◆ PROBLEM TO WORK ON: Find every line in the listing below that contains the word "shrub" and copy each one.

◆ DATA SHOWN:
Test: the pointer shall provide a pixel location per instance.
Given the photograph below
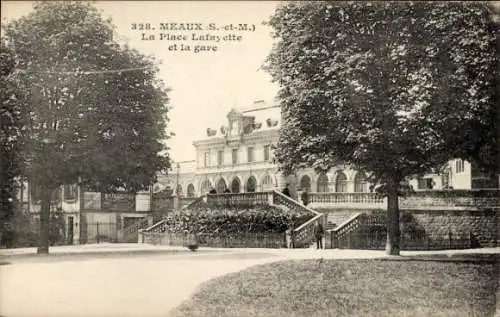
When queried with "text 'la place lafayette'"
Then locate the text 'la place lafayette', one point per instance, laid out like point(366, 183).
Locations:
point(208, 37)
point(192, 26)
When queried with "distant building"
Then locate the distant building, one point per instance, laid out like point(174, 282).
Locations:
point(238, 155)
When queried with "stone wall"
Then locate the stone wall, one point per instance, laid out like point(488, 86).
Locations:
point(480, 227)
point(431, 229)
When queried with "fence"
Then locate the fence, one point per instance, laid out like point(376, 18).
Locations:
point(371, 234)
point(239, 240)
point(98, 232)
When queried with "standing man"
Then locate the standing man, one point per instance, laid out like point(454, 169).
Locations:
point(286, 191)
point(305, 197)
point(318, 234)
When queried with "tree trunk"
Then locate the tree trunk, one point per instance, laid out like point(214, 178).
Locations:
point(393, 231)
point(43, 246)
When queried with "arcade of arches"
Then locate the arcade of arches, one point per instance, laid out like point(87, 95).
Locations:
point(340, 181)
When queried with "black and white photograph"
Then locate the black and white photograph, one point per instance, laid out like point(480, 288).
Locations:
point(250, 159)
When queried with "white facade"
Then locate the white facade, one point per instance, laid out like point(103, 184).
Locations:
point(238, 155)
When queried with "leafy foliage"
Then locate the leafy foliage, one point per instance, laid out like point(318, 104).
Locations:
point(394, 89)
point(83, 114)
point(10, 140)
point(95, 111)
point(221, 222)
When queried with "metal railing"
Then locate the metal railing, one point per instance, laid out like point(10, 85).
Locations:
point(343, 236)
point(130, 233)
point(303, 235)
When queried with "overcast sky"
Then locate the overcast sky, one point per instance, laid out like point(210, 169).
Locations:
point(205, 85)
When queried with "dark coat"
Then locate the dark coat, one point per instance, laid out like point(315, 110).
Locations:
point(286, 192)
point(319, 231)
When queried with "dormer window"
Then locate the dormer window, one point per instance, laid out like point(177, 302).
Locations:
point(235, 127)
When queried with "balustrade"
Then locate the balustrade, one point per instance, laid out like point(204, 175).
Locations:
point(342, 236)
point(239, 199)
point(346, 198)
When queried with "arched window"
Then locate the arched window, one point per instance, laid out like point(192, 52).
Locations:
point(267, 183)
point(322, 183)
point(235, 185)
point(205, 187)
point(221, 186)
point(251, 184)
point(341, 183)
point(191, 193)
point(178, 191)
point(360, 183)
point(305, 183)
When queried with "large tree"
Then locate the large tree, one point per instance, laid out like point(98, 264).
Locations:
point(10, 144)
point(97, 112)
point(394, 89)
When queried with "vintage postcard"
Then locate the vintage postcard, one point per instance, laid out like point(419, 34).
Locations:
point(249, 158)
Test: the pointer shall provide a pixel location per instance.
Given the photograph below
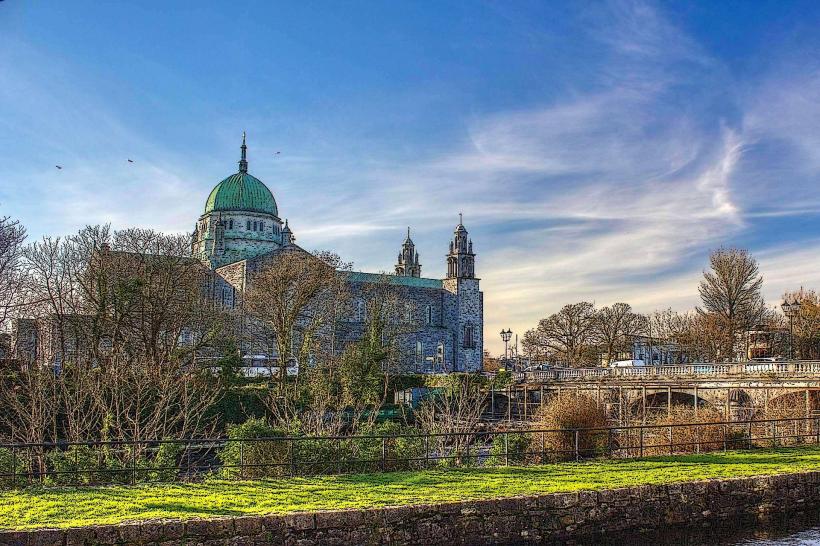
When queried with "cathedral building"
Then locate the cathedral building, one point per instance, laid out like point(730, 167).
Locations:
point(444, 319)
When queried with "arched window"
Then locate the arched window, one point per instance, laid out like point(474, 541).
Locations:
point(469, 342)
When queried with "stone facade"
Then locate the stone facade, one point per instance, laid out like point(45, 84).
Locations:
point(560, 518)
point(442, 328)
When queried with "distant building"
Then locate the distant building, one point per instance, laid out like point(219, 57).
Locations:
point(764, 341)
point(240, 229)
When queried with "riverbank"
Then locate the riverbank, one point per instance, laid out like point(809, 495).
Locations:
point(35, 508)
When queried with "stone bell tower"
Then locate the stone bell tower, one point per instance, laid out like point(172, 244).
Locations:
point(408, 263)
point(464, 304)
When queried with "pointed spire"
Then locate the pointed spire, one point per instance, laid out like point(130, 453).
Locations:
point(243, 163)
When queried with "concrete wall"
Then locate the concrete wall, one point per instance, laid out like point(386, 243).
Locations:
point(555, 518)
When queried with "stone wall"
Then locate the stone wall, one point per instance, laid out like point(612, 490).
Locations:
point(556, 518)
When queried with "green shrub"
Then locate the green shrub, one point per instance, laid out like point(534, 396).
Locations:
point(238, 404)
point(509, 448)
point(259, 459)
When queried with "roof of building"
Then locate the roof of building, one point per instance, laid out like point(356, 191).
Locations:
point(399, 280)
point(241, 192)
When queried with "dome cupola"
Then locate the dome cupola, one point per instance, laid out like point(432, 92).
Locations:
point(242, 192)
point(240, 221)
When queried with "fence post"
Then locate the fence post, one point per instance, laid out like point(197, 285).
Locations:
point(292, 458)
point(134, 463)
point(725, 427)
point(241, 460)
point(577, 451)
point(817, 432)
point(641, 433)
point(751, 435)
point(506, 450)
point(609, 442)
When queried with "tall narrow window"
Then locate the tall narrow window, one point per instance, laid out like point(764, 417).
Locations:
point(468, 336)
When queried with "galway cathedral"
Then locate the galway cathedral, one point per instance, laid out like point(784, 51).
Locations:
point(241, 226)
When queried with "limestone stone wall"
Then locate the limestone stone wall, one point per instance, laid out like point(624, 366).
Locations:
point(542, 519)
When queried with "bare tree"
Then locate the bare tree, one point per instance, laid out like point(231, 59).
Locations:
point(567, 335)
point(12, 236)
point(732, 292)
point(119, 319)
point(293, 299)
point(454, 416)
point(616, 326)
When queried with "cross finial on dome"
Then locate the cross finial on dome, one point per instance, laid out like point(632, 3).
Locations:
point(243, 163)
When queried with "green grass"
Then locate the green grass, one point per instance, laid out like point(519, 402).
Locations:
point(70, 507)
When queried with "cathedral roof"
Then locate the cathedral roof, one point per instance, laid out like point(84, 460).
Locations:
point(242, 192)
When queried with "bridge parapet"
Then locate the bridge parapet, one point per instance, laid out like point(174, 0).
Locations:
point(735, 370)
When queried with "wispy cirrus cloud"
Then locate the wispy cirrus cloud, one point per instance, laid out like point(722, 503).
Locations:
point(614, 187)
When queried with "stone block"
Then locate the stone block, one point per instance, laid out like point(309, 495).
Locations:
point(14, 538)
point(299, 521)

==

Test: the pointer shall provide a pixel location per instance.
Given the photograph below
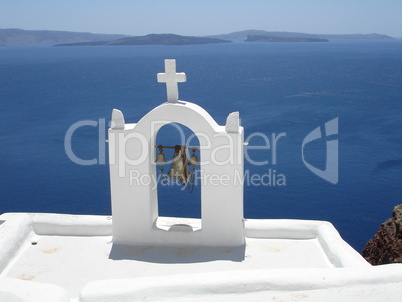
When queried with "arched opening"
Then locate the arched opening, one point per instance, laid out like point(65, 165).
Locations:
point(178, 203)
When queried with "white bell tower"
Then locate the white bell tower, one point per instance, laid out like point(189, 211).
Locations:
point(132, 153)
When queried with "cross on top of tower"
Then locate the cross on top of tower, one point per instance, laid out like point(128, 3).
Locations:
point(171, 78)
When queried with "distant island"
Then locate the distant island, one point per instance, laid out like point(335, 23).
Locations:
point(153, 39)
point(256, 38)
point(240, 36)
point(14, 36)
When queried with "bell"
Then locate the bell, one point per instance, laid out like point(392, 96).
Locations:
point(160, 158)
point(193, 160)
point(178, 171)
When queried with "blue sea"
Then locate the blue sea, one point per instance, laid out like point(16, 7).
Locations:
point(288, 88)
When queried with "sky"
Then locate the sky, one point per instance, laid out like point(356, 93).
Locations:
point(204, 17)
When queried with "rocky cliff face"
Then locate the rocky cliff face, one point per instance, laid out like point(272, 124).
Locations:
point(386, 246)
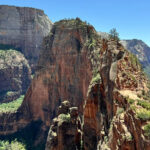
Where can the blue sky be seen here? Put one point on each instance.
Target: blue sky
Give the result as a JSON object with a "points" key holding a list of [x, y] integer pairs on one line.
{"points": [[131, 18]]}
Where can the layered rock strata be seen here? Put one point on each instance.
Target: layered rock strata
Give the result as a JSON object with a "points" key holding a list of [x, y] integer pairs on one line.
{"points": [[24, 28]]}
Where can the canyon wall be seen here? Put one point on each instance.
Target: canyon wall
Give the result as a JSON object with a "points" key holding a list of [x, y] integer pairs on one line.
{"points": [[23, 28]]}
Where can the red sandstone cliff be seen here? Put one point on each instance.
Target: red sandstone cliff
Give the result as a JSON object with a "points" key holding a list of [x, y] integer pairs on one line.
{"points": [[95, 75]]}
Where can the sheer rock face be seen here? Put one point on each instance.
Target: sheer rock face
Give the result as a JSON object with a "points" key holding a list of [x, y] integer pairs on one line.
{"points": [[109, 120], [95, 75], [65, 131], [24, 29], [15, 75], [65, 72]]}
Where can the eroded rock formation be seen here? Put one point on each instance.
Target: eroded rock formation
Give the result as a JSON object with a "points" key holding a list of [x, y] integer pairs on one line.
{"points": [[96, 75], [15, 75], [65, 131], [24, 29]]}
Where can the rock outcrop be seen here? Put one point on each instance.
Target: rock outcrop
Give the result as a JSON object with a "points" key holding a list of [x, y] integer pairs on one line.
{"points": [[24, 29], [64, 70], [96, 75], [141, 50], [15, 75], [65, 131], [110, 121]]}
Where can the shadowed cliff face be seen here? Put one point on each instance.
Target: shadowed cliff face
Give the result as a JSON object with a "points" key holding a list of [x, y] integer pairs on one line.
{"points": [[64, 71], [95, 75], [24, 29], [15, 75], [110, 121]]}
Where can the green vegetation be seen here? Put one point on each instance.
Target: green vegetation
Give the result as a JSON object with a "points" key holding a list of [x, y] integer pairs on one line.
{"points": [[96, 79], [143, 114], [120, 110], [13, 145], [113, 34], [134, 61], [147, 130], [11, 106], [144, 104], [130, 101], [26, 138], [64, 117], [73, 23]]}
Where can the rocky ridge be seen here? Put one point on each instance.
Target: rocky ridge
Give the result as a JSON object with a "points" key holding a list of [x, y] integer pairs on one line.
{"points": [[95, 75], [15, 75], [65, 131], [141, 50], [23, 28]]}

◆ OUTPUT BELOW:
When queried with "green shrub"
Then locate the green shrub, one point per instance, laid out like point(534, 396).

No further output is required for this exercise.